_Stated goal_:
Reproduce the records below word for word, from their first line through the line containing "[23,50,92,70]". Include both of those lines.

_Items_:

§ §

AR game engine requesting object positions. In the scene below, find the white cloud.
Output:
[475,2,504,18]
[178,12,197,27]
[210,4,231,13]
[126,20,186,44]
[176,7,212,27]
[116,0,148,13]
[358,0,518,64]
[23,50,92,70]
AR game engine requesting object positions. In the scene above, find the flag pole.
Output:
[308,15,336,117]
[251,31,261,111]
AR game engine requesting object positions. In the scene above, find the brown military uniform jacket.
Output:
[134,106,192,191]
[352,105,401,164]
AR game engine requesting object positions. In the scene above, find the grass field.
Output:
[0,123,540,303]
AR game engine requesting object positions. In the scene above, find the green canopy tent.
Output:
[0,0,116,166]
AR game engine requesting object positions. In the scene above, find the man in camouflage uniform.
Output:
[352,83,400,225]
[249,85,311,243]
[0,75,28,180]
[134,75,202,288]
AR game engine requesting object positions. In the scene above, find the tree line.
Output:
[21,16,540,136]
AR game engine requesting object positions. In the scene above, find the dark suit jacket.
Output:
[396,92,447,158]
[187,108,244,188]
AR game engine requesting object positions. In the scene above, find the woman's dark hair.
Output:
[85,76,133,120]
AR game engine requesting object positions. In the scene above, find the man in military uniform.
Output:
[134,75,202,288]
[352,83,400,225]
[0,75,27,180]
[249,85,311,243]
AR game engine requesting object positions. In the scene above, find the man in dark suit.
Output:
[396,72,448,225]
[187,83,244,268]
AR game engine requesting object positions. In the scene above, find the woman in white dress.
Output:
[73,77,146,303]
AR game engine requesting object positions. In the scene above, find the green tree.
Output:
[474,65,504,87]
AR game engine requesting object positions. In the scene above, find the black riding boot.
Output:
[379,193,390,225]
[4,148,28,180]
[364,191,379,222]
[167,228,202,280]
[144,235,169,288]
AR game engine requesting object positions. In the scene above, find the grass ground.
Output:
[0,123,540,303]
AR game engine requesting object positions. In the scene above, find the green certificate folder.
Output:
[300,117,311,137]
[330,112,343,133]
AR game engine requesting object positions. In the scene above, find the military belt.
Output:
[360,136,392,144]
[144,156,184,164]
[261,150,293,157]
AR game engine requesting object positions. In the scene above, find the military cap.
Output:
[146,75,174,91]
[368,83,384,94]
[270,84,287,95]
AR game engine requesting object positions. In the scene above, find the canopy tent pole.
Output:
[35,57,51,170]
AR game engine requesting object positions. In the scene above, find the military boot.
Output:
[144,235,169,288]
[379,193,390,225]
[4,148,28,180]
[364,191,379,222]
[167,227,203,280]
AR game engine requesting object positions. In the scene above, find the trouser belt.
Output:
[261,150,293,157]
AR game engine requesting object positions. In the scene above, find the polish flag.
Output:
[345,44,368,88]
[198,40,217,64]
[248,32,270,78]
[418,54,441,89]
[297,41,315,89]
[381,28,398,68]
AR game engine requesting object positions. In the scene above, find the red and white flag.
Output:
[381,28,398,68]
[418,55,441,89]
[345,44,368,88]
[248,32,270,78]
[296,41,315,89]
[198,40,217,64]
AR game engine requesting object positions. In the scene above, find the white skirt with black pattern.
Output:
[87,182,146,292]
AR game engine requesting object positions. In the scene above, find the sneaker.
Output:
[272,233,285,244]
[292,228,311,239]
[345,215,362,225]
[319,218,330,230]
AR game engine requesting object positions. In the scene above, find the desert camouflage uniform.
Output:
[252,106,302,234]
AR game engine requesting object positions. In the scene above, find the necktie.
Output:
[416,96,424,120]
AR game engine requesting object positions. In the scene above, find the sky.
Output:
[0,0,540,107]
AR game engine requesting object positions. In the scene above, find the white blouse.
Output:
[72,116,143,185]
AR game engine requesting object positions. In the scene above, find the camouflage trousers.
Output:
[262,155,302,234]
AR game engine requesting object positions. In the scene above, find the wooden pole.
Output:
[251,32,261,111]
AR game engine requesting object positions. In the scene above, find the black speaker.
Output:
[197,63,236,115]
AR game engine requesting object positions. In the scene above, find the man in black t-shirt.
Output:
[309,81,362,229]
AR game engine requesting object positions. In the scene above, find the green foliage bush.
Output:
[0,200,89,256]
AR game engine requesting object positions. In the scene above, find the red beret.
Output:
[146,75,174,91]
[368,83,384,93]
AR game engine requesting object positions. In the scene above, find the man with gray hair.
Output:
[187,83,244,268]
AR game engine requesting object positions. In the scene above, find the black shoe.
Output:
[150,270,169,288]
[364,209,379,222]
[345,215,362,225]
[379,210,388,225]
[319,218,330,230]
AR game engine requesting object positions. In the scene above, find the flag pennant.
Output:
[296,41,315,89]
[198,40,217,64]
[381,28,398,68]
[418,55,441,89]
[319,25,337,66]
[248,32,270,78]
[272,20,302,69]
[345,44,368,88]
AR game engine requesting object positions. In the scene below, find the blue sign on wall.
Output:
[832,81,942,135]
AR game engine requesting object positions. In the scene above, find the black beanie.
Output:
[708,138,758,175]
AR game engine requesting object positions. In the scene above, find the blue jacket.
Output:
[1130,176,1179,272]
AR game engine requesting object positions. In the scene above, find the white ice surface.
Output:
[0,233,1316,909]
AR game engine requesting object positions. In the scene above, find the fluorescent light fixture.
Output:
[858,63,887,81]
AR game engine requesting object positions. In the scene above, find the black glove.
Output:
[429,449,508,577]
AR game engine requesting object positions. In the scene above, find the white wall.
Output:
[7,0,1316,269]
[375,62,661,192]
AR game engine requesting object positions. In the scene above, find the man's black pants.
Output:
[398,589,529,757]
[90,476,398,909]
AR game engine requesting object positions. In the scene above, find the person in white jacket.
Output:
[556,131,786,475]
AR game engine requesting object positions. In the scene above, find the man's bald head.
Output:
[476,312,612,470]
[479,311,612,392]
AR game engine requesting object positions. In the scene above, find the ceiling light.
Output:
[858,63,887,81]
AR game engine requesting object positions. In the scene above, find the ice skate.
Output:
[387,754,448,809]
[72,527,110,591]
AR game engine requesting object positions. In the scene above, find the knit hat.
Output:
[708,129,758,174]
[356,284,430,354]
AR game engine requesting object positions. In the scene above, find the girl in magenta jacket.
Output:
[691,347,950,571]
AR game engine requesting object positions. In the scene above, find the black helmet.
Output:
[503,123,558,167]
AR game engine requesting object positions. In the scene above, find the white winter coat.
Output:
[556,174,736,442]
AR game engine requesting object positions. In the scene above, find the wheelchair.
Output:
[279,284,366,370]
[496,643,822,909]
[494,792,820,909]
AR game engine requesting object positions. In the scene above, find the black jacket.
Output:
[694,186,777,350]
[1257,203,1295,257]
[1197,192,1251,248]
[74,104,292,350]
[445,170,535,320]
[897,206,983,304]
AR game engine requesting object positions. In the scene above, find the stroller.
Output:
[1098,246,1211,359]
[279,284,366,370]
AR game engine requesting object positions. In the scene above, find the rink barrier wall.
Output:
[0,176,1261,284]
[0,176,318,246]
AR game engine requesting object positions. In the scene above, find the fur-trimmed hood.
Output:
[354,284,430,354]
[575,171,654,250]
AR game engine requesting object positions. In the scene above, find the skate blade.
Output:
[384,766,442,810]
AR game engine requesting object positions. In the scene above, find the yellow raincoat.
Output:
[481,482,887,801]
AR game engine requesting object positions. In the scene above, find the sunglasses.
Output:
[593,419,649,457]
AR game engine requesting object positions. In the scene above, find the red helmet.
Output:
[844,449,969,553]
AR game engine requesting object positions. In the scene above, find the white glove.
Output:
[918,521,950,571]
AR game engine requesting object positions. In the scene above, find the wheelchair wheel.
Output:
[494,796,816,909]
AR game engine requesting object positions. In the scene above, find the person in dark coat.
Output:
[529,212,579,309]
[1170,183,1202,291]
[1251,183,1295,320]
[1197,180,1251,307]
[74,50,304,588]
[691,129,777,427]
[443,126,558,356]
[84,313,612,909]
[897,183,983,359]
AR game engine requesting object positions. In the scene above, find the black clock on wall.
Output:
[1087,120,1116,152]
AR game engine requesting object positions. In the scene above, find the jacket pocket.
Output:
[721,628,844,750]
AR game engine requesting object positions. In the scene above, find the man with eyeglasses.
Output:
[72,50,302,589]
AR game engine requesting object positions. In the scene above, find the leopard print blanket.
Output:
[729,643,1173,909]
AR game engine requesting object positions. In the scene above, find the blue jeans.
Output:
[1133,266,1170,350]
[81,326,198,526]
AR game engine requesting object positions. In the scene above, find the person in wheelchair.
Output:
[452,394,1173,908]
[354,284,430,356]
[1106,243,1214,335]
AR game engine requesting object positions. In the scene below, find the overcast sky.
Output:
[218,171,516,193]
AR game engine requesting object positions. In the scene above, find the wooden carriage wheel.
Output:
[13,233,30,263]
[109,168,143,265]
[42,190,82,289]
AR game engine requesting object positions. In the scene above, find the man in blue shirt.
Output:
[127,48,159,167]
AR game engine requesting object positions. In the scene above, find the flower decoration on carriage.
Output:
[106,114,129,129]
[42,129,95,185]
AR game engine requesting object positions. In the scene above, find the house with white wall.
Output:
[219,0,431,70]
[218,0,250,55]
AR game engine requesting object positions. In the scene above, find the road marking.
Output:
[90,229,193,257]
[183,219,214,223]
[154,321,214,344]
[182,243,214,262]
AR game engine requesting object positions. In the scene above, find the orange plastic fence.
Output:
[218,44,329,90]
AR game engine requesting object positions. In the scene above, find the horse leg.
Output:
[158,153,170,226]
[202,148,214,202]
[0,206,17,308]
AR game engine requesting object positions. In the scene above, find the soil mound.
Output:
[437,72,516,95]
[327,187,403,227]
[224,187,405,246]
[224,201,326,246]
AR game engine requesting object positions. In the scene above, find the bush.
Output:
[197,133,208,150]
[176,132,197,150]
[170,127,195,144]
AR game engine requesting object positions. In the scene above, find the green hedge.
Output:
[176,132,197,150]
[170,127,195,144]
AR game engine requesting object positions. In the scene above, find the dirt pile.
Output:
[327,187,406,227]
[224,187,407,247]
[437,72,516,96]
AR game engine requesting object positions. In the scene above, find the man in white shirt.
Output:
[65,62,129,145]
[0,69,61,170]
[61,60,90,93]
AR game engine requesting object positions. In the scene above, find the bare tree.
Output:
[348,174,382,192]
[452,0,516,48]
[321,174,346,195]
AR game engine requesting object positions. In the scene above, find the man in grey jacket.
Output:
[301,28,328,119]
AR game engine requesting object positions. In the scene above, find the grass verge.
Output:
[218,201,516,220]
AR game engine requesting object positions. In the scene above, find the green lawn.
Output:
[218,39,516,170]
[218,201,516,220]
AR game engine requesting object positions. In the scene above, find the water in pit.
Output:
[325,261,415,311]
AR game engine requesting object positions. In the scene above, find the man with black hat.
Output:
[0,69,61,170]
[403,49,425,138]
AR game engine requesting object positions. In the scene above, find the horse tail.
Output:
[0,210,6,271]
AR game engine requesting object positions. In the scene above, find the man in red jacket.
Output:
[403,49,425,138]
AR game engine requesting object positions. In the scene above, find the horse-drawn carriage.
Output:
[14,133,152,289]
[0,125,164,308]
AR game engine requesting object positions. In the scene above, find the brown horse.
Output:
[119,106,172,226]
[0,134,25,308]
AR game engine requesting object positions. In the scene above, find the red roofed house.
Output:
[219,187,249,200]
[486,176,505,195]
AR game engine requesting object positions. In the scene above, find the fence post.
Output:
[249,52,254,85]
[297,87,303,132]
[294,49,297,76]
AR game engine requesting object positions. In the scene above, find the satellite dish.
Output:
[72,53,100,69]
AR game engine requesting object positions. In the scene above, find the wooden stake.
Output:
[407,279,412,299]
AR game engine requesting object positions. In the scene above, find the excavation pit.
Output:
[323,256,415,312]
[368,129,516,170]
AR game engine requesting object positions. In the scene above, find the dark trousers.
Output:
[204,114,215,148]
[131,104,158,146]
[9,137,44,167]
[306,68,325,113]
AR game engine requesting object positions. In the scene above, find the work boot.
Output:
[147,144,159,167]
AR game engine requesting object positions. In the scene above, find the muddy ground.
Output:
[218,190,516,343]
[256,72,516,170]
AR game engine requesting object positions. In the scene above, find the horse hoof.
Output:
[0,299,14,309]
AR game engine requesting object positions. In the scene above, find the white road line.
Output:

§ §

_Solved problem_:
AR game engine requesting object positions. In the scene below, find the white cloud.
Output:
[475,2,504,18]
[178,12,197,27]
[210,4,231,13]
[126,20,186,44]
[176,7,212,27]
[116,0,148,13]
[358,0,518,64]
[23,50,92,70]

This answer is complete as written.